• TASK TO COMPLETE:
An exact copy of the entries below is the expected answer.

Referring expression pointing data
--- START ---

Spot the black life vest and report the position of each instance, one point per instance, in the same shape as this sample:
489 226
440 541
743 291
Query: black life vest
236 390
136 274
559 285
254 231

--- END ---

• REPLY TO THE TASK:
Spot the black life vest and report the position of each instance, one point per instance, in the same shape as this sample:
489 226
440 541
743 291
Query: black life vest
236 390
136 274
559 285
254 231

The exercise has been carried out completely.